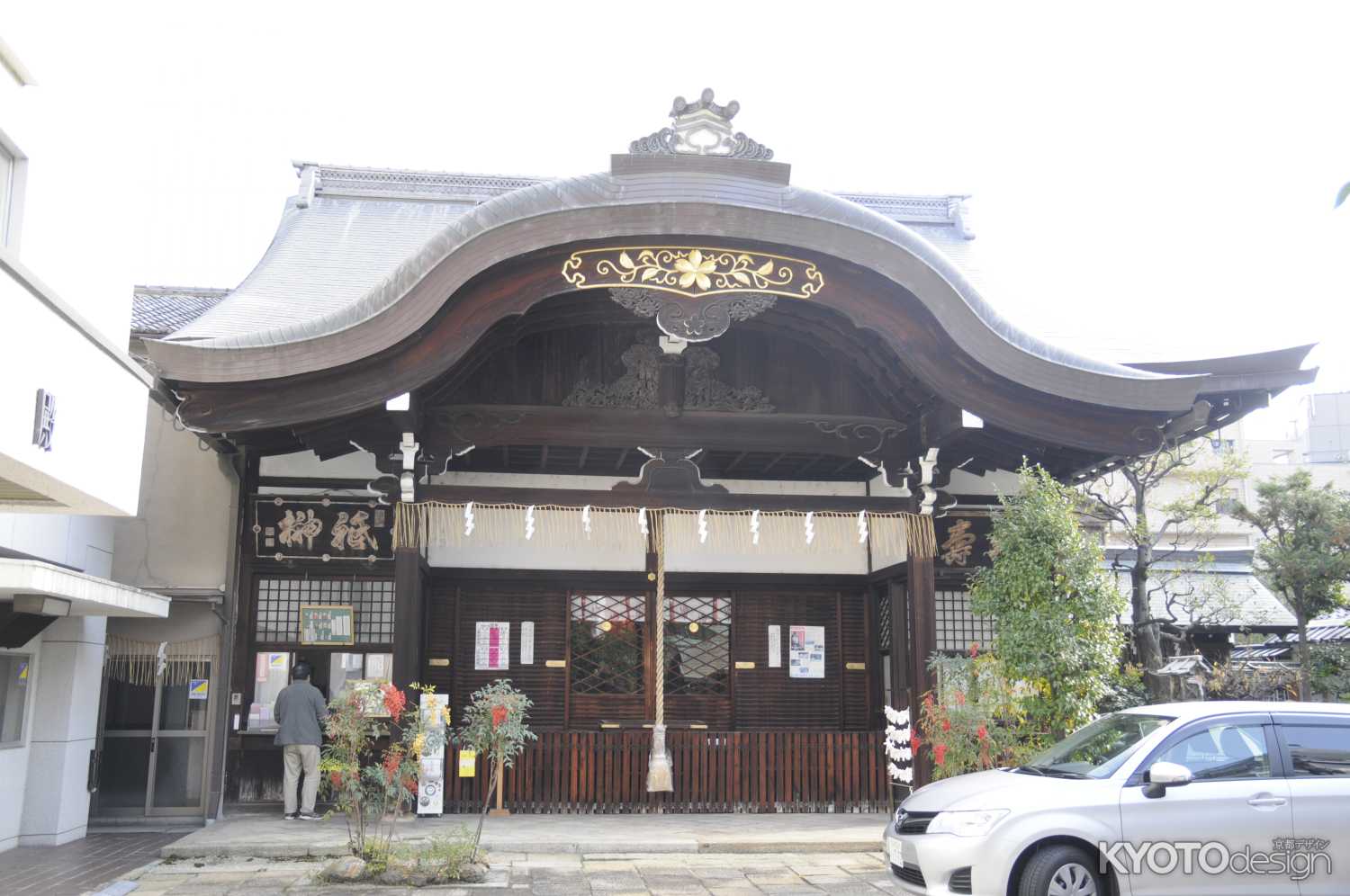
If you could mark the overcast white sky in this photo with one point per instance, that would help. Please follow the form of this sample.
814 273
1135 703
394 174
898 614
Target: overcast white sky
1148 180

• **BRIEF**: Please turn the material above into a numbered list with one line per item, skipping blank lines and leaving out the pictures.

• **WRITTEN ANSWER**:
1. If you could mark the overcast white sky in this photo with one point per instance, that would help. Please follow the form of this sample.
2. 814 273
3. 1135 703
4. 394 174
5. 898 614
6. Target: overcast white sky
7. 1148 180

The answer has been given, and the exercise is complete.